WRITTEN INSTRUCTION: Please return each line from the entries below that contains the word "query".

^^^^

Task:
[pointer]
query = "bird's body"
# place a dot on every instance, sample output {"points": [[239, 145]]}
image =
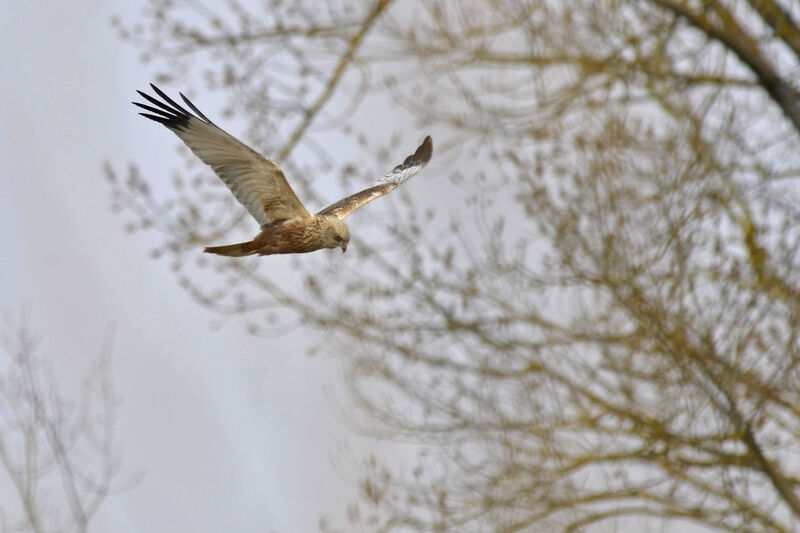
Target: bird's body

^^^^

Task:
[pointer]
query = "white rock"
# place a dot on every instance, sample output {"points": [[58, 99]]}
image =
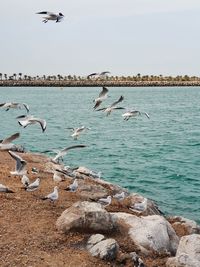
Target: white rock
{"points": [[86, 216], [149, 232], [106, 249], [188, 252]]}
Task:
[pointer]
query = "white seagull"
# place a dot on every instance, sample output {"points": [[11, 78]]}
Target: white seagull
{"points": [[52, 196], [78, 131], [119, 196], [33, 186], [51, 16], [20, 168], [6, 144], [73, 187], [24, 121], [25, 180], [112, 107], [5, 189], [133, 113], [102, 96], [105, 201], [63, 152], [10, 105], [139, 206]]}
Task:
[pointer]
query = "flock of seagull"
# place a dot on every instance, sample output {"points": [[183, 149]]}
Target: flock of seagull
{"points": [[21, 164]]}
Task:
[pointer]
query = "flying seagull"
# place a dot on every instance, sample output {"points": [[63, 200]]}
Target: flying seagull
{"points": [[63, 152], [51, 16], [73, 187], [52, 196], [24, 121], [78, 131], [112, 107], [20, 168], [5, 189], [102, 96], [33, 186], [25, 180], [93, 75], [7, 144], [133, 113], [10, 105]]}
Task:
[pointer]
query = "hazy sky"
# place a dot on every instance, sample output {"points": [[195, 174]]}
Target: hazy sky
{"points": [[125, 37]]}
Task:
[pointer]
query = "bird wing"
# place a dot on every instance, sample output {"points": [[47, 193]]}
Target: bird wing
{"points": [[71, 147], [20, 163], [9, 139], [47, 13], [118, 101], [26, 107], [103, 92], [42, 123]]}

^^^^

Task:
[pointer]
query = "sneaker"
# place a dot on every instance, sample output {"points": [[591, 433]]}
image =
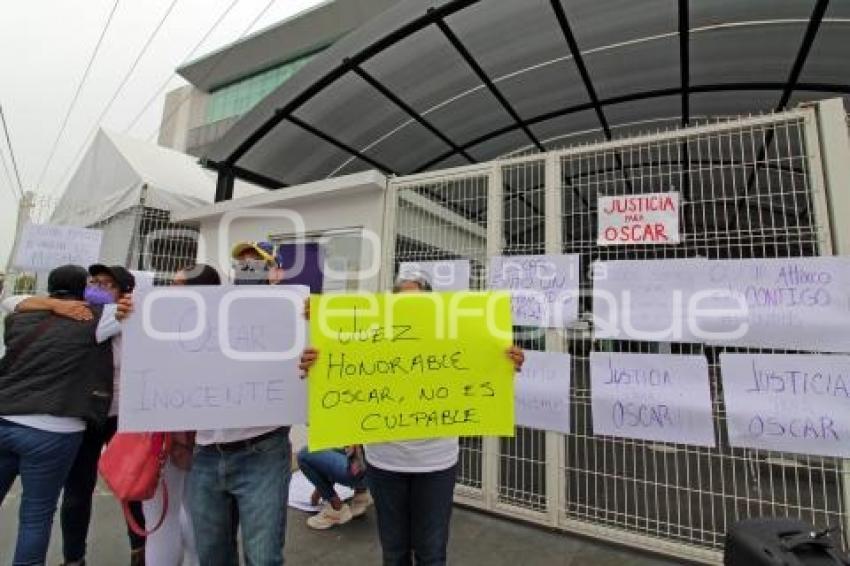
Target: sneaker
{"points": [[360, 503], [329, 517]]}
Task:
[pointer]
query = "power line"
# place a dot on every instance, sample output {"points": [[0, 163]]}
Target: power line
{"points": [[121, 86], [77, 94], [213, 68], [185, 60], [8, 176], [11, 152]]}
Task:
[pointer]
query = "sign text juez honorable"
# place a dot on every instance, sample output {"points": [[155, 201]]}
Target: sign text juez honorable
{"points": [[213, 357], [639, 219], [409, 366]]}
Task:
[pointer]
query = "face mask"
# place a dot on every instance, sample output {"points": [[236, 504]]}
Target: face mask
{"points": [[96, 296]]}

^^^^

FULL RESPONSE:
query = "bird's body"
query = "white rock"
query = "white seagull"
query = "flock of seagull"
query = "flying seagull"
query = "hazy sky"
query = "bird wing"
query = "sneaker"
query = "power line"
query = "sign text juez honorable"
query = "face mask"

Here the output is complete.